**Text block**
## START

Róger Gómez Tenorio (born February 7, 1965) is a retired Costa Rican football player.

Club career
Born in Palmar Sur, Gómez played for Municipal Osa, Cartaginés and Herediano and scored 119 league goals during his career, 38 of them for Herediano. He was dismissed by Herediano in November 1995 after a poor season.

He played a total of 524 matches in the Costa Rican Primera División from 1986 through 2002.

International career
Nicknamed El Policía, he made his debut for Costa Rica in a May 1990 friendly match against Poland and earned a total of 19 caps, scoring 4 goals. He was part of the national team, that played in the 1990 FIFA World Cup held in Italy, and featured in three of their four games played. He scored the first goal in the UNCAF Nations Cup history in 1991, and also played at the 1991 CONCACAF Gold Cup.

He played his final international on 8 November 1992 against Honduras.

## END

**Dataset records**
## START

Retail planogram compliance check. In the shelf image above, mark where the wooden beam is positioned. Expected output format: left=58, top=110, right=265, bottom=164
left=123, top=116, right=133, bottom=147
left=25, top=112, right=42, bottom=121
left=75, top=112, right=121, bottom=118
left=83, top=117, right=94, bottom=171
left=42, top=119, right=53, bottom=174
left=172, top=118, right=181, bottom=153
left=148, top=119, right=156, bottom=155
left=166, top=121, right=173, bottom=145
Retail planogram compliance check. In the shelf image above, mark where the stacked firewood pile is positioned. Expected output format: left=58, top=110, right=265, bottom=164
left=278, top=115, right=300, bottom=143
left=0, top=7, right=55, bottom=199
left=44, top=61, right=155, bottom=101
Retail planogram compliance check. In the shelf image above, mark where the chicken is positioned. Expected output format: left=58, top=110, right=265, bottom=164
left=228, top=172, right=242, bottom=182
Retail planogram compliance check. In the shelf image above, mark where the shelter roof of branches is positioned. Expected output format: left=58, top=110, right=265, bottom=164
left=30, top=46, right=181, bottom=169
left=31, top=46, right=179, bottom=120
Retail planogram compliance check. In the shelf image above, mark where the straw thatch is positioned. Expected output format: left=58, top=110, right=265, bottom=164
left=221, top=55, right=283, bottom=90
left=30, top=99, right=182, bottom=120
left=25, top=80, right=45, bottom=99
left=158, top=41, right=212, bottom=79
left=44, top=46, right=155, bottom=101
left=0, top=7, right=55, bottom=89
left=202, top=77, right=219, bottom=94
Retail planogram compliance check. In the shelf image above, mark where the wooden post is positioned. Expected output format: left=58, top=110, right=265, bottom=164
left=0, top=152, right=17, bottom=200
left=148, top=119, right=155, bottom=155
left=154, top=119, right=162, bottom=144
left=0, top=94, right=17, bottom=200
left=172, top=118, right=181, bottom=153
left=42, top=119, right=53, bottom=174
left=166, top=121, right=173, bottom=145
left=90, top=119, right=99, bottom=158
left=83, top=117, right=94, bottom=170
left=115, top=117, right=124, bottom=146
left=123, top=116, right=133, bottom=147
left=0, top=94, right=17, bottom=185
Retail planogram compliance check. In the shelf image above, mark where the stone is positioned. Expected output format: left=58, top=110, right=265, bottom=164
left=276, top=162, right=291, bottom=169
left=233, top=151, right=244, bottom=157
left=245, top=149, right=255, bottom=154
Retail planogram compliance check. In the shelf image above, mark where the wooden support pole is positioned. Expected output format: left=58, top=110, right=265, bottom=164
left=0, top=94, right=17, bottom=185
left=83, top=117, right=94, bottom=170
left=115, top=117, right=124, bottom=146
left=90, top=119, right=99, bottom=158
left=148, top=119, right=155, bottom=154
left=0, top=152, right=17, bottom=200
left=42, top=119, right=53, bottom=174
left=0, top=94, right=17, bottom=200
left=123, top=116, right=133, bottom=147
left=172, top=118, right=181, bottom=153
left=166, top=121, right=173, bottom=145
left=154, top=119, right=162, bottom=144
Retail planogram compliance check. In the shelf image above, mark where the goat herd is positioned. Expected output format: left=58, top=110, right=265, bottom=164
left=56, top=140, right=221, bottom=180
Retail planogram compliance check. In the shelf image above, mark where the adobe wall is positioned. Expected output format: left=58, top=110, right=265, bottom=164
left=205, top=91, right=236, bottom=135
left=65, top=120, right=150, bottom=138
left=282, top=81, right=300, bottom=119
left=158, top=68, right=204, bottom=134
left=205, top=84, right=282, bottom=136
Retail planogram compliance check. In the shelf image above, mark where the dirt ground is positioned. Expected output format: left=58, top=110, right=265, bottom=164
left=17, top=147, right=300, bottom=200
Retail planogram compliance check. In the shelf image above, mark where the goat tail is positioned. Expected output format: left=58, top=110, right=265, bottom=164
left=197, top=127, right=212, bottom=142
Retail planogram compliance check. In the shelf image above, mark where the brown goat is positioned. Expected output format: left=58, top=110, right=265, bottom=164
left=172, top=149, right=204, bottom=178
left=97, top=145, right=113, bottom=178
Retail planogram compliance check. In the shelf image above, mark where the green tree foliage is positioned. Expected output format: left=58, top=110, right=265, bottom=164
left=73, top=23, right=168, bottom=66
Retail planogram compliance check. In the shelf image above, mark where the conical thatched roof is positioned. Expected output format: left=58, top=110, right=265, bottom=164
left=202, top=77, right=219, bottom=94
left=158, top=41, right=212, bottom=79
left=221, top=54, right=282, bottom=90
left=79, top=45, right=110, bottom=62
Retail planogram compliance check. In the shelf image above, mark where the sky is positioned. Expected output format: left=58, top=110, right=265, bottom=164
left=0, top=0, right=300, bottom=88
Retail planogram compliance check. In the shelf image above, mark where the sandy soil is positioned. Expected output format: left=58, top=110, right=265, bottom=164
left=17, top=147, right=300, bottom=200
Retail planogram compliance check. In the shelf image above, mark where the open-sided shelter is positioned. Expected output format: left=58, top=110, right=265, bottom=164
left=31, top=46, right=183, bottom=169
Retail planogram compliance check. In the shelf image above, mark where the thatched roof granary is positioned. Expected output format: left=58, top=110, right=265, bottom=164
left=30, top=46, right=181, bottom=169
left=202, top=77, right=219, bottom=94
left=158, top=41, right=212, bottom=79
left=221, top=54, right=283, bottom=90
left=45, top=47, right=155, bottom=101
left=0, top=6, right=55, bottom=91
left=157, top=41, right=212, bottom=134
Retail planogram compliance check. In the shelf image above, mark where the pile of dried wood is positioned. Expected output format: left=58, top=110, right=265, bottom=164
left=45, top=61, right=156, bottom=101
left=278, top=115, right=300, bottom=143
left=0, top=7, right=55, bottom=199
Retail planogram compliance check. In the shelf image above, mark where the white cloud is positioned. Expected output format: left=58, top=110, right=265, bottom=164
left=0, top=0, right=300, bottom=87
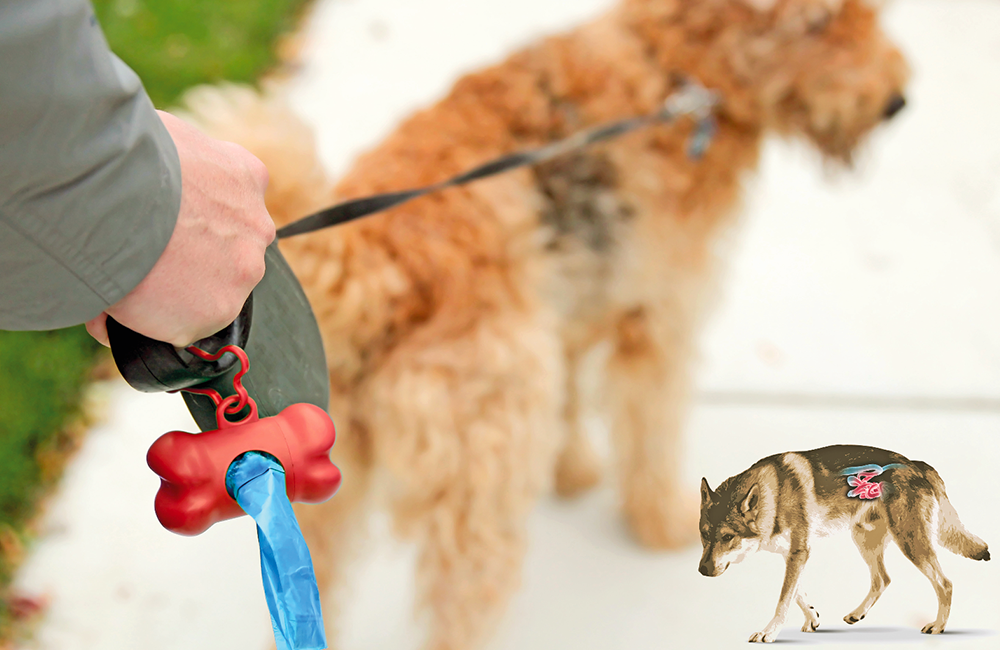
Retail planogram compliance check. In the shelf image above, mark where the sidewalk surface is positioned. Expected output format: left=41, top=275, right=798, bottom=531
left=9, top=0, right=1000, bottom=650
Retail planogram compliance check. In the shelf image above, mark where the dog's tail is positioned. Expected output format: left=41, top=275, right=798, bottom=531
left=915, top=463, right=990, bottom=561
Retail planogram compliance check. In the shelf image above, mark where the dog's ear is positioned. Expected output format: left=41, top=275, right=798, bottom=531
left=701, top=477, right=713, bottom=509
left=740, top=483, right=760, bottom=533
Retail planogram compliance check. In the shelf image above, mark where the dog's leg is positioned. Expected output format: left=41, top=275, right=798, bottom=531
left=606, top=308, right=698, bottom=548
left=891, top=504, right=951, bottom=634
left=290, top=396, right=371, bottom=648
left=750, top=539, right=809, bottom=643
left=555, top=348, right=601, bottom=497
left=844, top=517, right=890, bottom=625
left=795, top=590, right=819, bottom=632
left=370, top=320, right=563, bottom=650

## END

**Given request 1**
In the text about Róger Gómez, why did Herediano dismiss him in November 1995?
**Given request 2**
In the rows, starting at the line that contains "where the brown" and ending at the line that contains "left=97, top=145, right=113, bottom=178", rename "planogram compliance check" to "shelf layout audit" and return only those lines with nothing else changed.

**Exercise response 1**
Herediano dismissed him after a poor season.

**Exercise response 2**
Retail shelf layout audit. In the shelf image above, mark where the brown goat is positioned. Expected output format: left=58, top=110, right=265, bottom=164
left=172, top=149, right=204, bottom=178
left=97, top=145, right=113, bottom=178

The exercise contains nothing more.